(Dataset records)

....................

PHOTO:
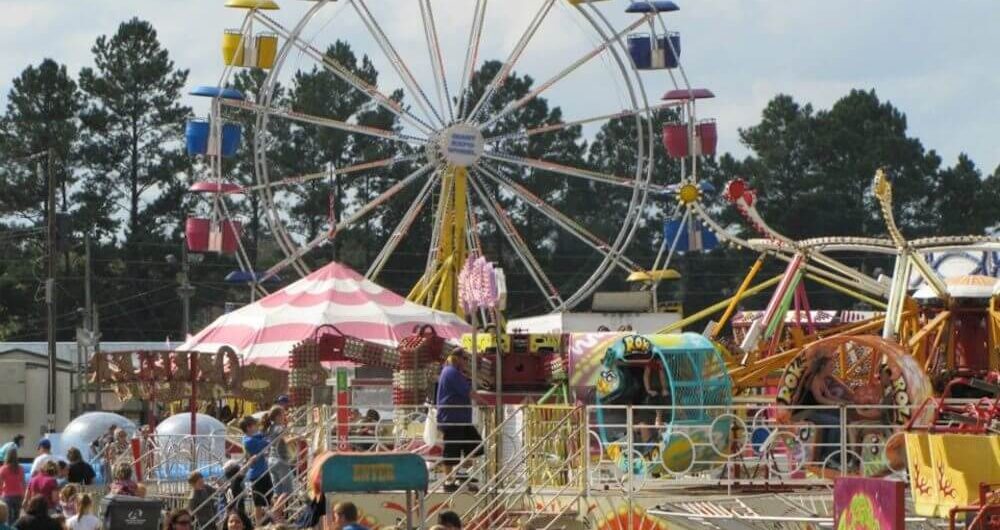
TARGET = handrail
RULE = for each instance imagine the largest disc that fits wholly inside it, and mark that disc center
(503, 504)
(497, 432)
(293, 418)
(511, 467)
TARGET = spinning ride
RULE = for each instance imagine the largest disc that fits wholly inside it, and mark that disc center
(469, 154)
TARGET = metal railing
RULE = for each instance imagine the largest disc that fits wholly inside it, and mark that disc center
(644, 447)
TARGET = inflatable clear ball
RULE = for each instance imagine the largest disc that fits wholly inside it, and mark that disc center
(178, 453)
(82, 431)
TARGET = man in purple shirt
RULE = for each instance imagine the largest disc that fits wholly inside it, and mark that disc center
(454, 416)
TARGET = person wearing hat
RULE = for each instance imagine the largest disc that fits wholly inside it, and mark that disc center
(14, 444)
(44, 456)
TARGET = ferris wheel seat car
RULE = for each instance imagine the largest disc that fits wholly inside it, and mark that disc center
(656, 6)
(649, 53)
(243, 49)
(675, 139)
(198, 138)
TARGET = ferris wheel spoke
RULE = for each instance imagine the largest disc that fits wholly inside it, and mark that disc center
(352, 219)
(301, 179)
(569, 171)
(587, 57)
(560, 219)
(399, 233)
(338, 69)
(555, 127)
(325, 122)
(437, 59)
(506, 226)
(471, 54)
(404, 72)
(508, 66)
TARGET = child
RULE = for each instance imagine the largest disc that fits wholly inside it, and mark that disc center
(85, 518)
(68, 500)
(255, 446)
(199, 502)
(44, 486)
(123, 484)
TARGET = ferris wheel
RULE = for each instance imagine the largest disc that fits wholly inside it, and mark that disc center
(465, 152)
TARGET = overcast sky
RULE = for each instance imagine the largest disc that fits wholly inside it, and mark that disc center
(936, 61)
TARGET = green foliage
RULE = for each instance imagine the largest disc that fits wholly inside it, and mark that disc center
(133, 127)
(41, 119)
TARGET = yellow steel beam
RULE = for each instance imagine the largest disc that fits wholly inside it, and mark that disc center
(708, 311)
(844, 290)
(438, 288)
(929, 327)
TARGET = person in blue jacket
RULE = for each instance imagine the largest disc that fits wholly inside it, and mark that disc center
(454, 415)
(255, 447)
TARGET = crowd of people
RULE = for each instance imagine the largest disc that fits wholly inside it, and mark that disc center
(51, 494)
(50, 497)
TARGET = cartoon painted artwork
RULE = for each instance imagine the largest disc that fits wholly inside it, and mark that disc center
(608, 516)
(868, 504)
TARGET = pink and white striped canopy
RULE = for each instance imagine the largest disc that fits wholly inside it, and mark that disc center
(265, 332)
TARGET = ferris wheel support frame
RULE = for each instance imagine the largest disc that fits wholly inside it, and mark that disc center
(451, 239)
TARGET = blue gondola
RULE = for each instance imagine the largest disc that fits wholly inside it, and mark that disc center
(197, 137)
(693, 236)
(245, 277)
(657, 6)
(645, 56)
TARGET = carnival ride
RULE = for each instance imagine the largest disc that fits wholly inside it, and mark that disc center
(464, 154)
(468, 153)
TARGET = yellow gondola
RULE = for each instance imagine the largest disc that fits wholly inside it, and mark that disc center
(653, 276)
(268, 5)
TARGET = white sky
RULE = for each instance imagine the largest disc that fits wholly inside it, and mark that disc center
(936, 61)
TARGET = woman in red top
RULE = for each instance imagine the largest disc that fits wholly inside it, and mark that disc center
(12, 485)
(45, 485)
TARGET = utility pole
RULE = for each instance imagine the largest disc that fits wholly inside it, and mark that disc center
(50, 292)
(185, 291)
(88, 326)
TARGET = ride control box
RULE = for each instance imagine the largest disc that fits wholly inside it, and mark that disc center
(123, 512)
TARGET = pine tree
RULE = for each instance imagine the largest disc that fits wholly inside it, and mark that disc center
(133, 127)
(135, 167)
(40, 120)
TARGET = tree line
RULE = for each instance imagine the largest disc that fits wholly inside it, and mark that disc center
(112, 139)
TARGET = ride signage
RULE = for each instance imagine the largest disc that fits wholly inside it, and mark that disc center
(372, 473)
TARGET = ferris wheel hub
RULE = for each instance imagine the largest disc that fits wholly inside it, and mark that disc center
(460, 145)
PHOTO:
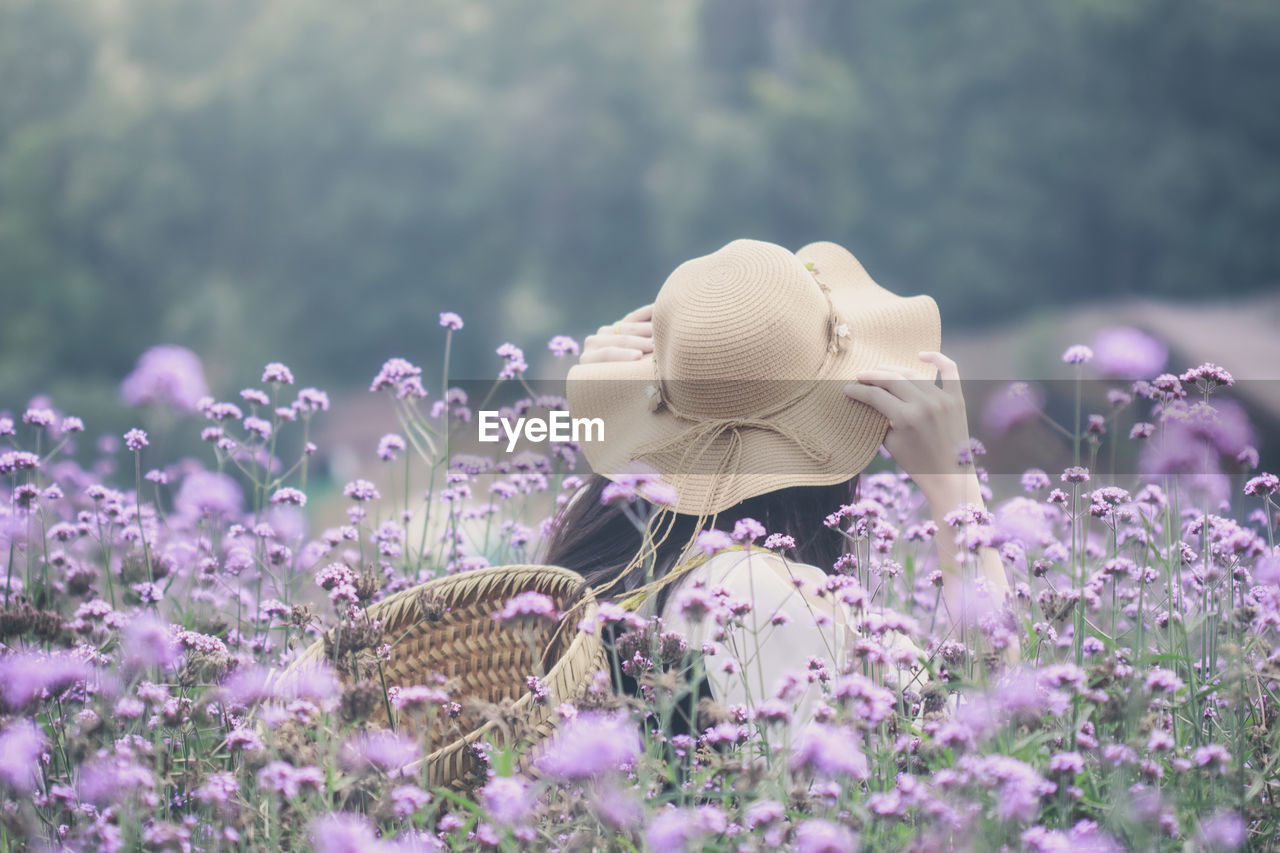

....................

Direction
Pick out and copy every line of the records above that contains the string "blue". Case counts when matching.

Output
TARGET = person in blue jacket
TARGET = blue gondola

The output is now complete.